**Text for analysis:**
=== Begin Enclosure ===

The impact of the gut microbiome on human health is widely known and becoming better understood every day. Glyphosate causes health problems in both animals and humans through disruption and destruction of the gut bacteria. When the shikimate pathway of the gut microbiome becomes disabled by exposure to glyphosate, they too will die, and the balance of the gut microbiome will be disturbed. The gut microbiota will then have their ability to synthesize vitamins, detoxify xenobiotics (foreign substances or chemicals which the body does not recognize), participate in immune system balancing, and maintain gastrointestinal tract health disrupted.
Amino acids methionine, an essential sulfur-containing amino acid, and glycine are also adversely impacted by glyphosate. Additionally, many other biologically active molecules, including melatonin, serotonin, dopamine, epinephrine, thyroid hormone, coenzyme Q10, folate, vitamin K, and vitamin E, depend on the shikimate pathway metabolites as precursors.
Glyphosate’s Alarming and Concerning Dangers
The alarming truth is, glyphosate is known to trigger and contribute to a wide range of health issues in humans and animals, both directly and indirectly.
It’s highly persistent in the environment.
U.S. Geological Survey data reports that glyphosate was found in more than 50 percent of soil, water, and sediment samples. 7 Furthermore, glyphosate breaks down into a chemical toxin called AMPA (aminomethylphosphonic acid), which is even more common than glyphosate itself in almost all environmental settings.
It’s killing off the pollinators.
Scientific research verifies that glyphosate compromises the gut flora in honey bees, making them malnourished and vulnerable to infection.8 Furthermore, monarch butterfly populations are declining at a staggering rate because milkweed, a plant exclusively critical to Monarch reproduction and survival, is very susceptible to being killed by glyphosate.9
It’s ravaging the human gut microbiome and the immune system.
Glyphosate is a registered antimicrobial agent that kills both good and bad organisms in the digestive tract indiscriminately. Glyphosate not only destroys protective gut bacteria including Bacillus and Lactobacillus, but it also hampers the growth of new protective gut organisms, leaving the body particularly susceptible to invading pathogens and bowel disorders like leaky gut syndrome.
It’s even more toxic when combined with other chemicals.
Glyphosate is even more toxic in combination with the other chemicals found in Roundup©. Scientists found that Roundup©’s supposedly “inert” ingredients intensify the harmful effect on human cells, even at concentrations much less than those used on farms and lawns.10 Laboratory findings show that this mixture of toxic ingredients causes cell damage, mutations, and death.
It’s known to contribute to or cause many other problems and conditions.
- Glyphosate has been linked to birth defects and malformations11
- Roundup©’s proprietary chemical mixture is even more deadly than glyphosate alone to human liver cells.12
- Glyphosate is an endocrine disruptor that has been shown to increase the growth of breast cancer by interfering with the function of estrogen receptors.13
- Numerous studies have shown an association between glyphosate and neurodegenerative disorders such as Parkinson’s disease.14
- Glyphosate and other types of herbicides were linked to changes in human DNA, including shortening the length of telomeres. Shortened telomeres are associated with decreased lifespan and longevity.15 16
- Children of parents exposed to glyphosate at home or on the job have an elevated occurrence of brain cancer.17
- Studies show that glyphosate induces increased production of inflammatory cytokines.

=== End Enclosure ===

**Raw data:**
=== Begin Enclosure ===

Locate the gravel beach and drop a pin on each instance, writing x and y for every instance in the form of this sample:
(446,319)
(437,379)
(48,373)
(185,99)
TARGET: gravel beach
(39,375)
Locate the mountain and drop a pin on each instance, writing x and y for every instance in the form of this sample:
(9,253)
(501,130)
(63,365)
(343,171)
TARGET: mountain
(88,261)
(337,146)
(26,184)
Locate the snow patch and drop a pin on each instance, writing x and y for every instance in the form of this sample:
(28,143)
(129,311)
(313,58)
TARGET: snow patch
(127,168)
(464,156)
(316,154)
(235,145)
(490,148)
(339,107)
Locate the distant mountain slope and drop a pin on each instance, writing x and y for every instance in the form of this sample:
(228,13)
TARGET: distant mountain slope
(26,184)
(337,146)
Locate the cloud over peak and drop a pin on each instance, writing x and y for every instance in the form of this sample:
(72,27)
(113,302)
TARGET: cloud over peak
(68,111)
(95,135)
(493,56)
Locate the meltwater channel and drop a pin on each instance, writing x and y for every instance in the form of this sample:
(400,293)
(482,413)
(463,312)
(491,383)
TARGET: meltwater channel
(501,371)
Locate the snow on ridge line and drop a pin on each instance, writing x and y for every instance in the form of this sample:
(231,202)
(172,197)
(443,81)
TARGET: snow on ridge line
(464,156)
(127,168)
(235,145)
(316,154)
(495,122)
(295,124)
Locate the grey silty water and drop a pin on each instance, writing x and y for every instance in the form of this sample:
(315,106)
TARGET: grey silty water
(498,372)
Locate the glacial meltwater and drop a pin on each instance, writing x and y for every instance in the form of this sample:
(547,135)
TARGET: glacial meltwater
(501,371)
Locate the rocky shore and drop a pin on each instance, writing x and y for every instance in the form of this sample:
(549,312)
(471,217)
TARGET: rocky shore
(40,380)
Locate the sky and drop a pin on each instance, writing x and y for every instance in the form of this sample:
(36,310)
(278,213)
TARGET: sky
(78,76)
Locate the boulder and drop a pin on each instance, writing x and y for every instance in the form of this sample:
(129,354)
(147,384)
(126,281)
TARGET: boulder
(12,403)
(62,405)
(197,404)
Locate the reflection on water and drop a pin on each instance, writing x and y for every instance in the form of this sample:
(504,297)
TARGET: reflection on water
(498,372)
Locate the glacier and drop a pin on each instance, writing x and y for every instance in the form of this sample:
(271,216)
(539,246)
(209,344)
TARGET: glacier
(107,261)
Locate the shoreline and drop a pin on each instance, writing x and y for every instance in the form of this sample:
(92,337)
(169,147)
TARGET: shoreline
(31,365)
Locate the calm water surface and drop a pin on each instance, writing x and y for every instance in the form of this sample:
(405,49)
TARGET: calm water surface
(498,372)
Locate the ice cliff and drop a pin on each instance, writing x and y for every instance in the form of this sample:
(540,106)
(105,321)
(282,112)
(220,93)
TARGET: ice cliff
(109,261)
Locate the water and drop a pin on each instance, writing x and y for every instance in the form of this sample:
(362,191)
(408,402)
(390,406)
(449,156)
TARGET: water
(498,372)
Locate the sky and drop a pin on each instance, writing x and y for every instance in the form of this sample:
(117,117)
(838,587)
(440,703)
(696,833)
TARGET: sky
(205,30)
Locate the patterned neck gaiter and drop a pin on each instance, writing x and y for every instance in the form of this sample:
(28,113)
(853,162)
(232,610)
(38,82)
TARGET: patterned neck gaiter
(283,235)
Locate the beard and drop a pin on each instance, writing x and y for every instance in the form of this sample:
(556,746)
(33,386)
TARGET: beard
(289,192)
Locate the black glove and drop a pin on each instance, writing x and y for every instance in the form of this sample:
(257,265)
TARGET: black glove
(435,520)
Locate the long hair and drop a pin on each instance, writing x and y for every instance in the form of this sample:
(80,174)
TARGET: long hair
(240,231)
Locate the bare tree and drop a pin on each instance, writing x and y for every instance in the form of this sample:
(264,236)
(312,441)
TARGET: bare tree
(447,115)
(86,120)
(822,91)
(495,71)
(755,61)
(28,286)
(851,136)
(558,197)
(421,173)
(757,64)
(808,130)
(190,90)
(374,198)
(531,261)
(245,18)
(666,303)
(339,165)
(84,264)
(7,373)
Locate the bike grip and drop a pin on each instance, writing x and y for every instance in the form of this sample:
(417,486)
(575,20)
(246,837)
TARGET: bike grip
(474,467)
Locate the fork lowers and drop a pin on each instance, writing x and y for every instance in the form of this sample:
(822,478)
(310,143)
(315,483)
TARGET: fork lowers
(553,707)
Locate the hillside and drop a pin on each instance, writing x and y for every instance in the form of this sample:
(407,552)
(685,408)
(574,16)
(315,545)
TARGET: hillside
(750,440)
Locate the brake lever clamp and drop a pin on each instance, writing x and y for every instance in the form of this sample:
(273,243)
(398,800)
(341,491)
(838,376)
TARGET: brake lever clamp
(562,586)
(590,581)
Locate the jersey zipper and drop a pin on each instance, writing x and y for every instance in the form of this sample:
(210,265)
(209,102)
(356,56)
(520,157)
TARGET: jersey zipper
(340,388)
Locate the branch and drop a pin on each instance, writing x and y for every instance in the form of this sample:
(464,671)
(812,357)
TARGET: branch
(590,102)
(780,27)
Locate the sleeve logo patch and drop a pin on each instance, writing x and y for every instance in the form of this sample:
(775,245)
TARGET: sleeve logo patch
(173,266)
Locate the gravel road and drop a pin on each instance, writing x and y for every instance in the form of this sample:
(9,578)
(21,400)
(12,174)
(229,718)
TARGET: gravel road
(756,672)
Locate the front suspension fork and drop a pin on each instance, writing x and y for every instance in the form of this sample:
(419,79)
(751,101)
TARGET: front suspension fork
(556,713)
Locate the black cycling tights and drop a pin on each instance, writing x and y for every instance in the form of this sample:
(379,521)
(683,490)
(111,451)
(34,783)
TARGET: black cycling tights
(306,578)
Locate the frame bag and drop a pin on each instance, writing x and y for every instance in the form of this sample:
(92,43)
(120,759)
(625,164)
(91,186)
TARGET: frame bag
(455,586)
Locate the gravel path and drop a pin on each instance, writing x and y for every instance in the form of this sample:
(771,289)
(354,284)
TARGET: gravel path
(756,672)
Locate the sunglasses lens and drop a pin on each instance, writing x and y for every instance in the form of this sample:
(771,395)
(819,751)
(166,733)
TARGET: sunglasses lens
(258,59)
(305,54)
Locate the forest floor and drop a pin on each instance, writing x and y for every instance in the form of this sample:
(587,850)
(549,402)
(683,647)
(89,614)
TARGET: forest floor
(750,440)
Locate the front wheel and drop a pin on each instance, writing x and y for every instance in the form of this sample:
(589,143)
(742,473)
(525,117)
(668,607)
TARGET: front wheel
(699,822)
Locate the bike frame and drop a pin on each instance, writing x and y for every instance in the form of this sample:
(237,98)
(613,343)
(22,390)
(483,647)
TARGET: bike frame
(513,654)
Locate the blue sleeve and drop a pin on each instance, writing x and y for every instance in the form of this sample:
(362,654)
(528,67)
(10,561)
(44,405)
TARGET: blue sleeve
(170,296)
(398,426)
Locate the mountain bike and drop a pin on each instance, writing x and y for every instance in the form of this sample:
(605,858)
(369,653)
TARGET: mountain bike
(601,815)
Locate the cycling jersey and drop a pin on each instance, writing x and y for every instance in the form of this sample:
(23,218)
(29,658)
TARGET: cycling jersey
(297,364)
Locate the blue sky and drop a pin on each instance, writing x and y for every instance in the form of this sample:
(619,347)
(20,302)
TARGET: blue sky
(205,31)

=== End Enclosure ===

**Using the information:**
(1) Copy the glyphosate text again, beginning at the words "It’s highly persistent" and stopping after "the immune system.", and replace "honey bees" with "bumblebees".
(2) According to the glyphosate text, what chemical toxin does glyphosate break down into?
Base your answers on the text alone.

**Task results:**
(1)
It’s highly persistent in the environment.
U.S. Geological Survey data reports that glyphosate was found in more than 50 percent of soil, water, and sediment samples. 7 Furthermore, glyphosate breaks down into a chemical toxin called AMPA (aminomethylphosphonic acid), which is even more common than glyphosate itself in almost all environmental settings.
It’s killing off the pollinators.
Scientific research verifies that glyphosate compromises the gut flora in bumblebees, making them malnourished and vulnerable to infection.8 Furthermore, monarch butterfly populations are declining at a staggering rate because milkweed, a plant exclusively critical to Monarch reproduction and survival, is very susceptible to being killed by glyphosate.9
It’s ravaging the human gut microbiome and the immune system.

(2) AMPA (aminomethylphosphonic acid)